▸ Short exercise: Images appear in the records below; leave them out and repeat everything else exactly.
# # # #
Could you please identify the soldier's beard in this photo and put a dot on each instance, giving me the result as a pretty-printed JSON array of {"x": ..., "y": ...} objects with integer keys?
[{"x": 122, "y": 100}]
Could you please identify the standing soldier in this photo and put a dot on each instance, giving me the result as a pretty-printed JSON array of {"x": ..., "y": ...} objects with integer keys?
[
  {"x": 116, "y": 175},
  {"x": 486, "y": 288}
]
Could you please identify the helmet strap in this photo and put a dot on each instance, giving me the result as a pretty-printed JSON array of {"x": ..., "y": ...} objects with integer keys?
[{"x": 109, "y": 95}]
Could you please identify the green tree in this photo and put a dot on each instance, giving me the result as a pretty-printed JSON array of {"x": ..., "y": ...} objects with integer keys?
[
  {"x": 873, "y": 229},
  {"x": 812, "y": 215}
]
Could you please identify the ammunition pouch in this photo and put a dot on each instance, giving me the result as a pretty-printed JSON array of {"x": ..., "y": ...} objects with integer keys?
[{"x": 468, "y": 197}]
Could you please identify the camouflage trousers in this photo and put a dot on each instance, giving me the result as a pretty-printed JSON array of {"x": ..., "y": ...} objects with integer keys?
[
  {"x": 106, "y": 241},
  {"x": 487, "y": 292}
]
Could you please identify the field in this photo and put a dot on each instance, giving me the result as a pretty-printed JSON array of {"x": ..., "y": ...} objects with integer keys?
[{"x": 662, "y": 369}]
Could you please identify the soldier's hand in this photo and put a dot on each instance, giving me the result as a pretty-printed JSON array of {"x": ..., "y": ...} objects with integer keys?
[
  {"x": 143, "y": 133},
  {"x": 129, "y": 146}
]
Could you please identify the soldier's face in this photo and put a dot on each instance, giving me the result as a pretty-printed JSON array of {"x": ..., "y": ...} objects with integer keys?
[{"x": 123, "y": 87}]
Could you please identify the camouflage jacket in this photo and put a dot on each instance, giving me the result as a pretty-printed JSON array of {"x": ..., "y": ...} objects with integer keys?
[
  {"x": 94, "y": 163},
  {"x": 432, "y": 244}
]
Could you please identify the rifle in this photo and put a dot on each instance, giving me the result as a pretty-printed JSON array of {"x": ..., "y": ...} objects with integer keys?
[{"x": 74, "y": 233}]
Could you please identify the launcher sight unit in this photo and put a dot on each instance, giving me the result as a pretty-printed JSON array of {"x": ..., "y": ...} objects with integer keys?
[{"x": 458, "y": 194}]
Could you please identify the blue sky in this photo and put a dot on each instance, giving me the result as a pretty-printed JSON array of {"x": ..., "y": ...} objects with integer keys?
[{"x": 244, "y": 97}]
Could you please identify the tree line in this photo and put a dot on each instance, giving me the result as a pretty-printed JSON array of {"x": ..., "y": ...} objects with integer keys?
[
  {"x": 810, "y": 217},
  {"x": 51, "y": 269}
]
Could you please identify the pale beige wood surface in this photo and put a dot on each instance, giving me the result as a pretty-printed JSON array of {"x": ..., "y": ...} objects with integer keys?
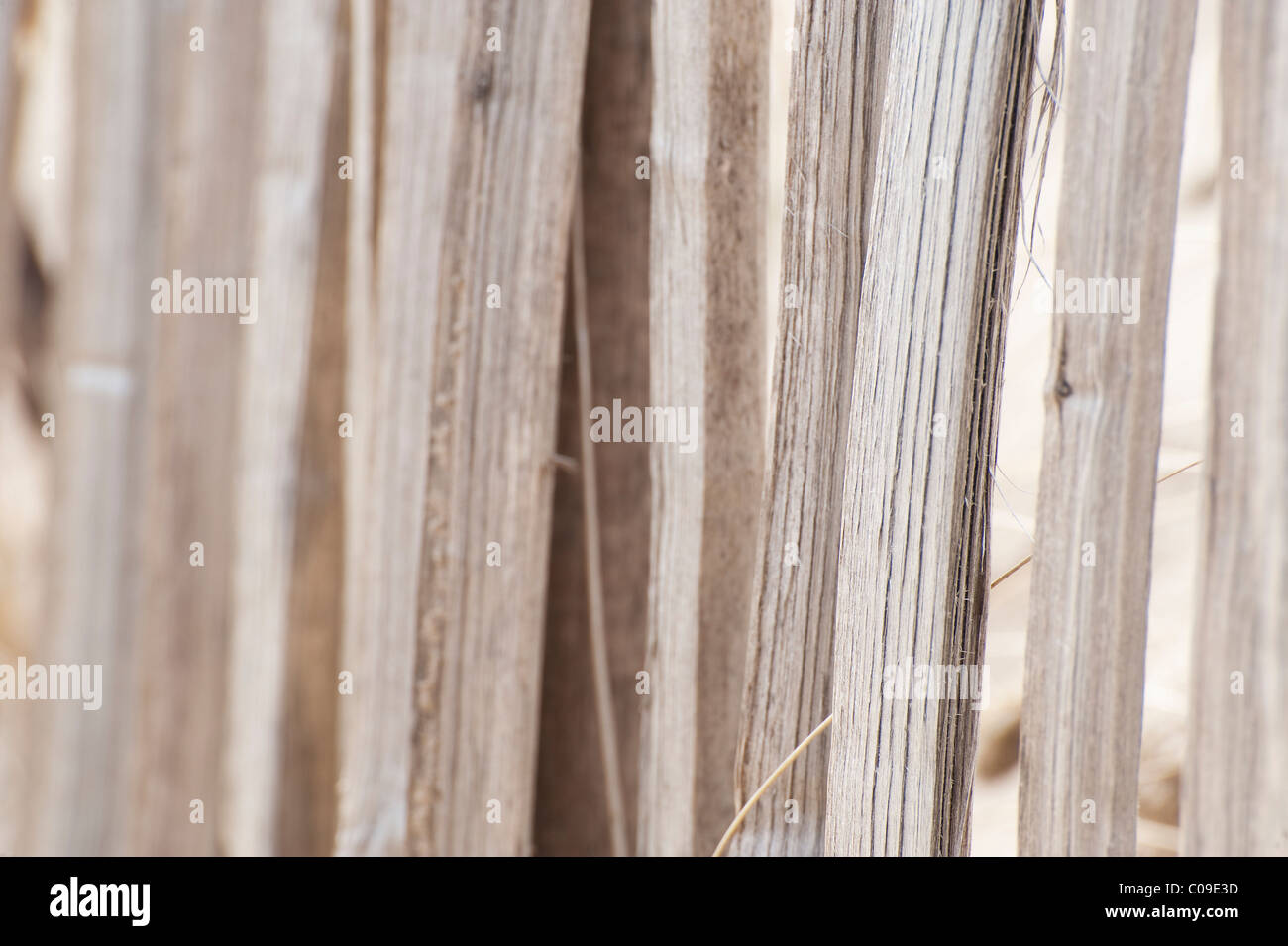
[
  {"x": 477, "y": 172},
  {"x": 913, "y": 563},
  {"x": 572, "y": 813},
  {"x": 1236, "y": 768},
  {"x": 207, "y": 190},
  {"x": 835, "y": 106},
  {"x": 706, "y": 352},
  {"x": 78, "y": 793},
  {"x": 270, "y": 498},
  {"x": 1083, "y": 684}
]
# # # #
▸ Exercise result:
Could you please identify the soldier's beard in this photo and put a dot on each instance, giving me the result as a pretty-printed JSON array of {"x": ..., "y": ...} objects with integer keys?
[{"x": 122, "y": 100}]
Could you please identify the standing soldier in this photo and put a dot on each instance, giving me the result as a pretty-printed JSON array of {"x": ..., "y": ...} objects with integer keys?
[
  {"x": 116, "y": 175},
  {"x": 486, "y": 288}
]
Could you please identify the helmet strap in this photo and put a dot on each instance, giving me the result as a pretty-printed JSON array of {"x": ..., "y": ...} objects with integer keys?
[{"x": 109, "y": 95}]
Could you please identify the green tree in this photo and put a dot on each instance, giving me the result as a pretty-printed JSON array of {"x": ..., "y": ...} objects with integer keys?
[
  {"x": 873, "y": 229},
  {"x": 812, "y": 215}
]
Could you please identify the ammunition pouch in this photo and put a dot on each instance, giving me the result as a pretty-printed JSON array of {"x": ..., "y": ...} objects with integer keys?
[{"x": 468, "y": 197}]
Could you please identify the camouflage trousers in this photo and put a dot on each instance, giving me the result as a pretty-printed JSON array of {"x": ..., "y": ...} objects with integer keys?
[
  {"x": 106, "y": 241},
  {"x": 487, "y": 292}
]
Could you please identify the field in this photo and put a dot on each instance, giving me the result as a pretty-printed JSON array of {"x": ..., "y": ...} objects with integer keys?
[{"x": 662, "y": 369}]
Could you please identify the soldier's hand in this photo and put a dot on each instance, giving me the result as a pretty-printed JSON array of {"x": ..., "y": ...} objects with integer keys?
[
  {"x": 143, "y": 133},
  {"x": 129, "y": 146}
]
Could you please identify the soldier's face in this photo and put a dot on each instance, giving me the result as a pretty-printed JSON array of {"x": ..., "y": ...} objects with integer keys?
[{"x": 123, "y": 87}]
Could you please identify the camouflage jacket in this photo and put a dot on each instance, giving me the result as a pretty-printed JSON array of {"x": ..., "y": ...} objects with integer keys?
[
  {"x": 94, "y": 163},
  {"x": 432, "y": 244}
]
Could you please identify the rifle in this photo and put a dot on each instance, giving me the result as a pretty-printed JSON array of {"x": ..., "y": ...} objects with integer keys?
[{"x": 74, "y": 233}]
Could you please identify the launcher sight unit in this photo and put a dot on each instance, giving me the result as a pretty-printed JSON array of {"x": ..., "y": ...} objects with integer keys?
[{"x": 458, "y": 194}]
Could you please identify the blue sky in this photo and put a dot on each instance, giving me the result as a pretty-printed JSON array of {"x": ..., "y": ...} objects with integer keys?
[{"x": 244, "y": 97}]
Could you please identify the tree line in this photo and put a dot on each instance, giving me the result as a pretty-printed JSON array of {"x": ..., "y": ...} objects with integer keys?
[
  {"x": 810, "y": 217},
  {"x": 51, "y": 269}
]
Could you please identify the pale beige wood surface in this photo and put a dot on each instance, giving me the result as a pretty-printed JSON array of {"x": ..., "y": ...} objects with integer keys?
[
  {"x": 477, "y": 172},
  {"x": 913, "y": 563},
  {"x": 572, "y": 813},
  {"x": 1236, "y": 768},
  {"x": 207, "y": 190},
  {"x": 835, "y": 106},
  {"x": 706, "y": 352},
  {"x": 78, "y": 793},
  {"x": 270, "y": 498},
  {"x": 1083, "y": 684}
]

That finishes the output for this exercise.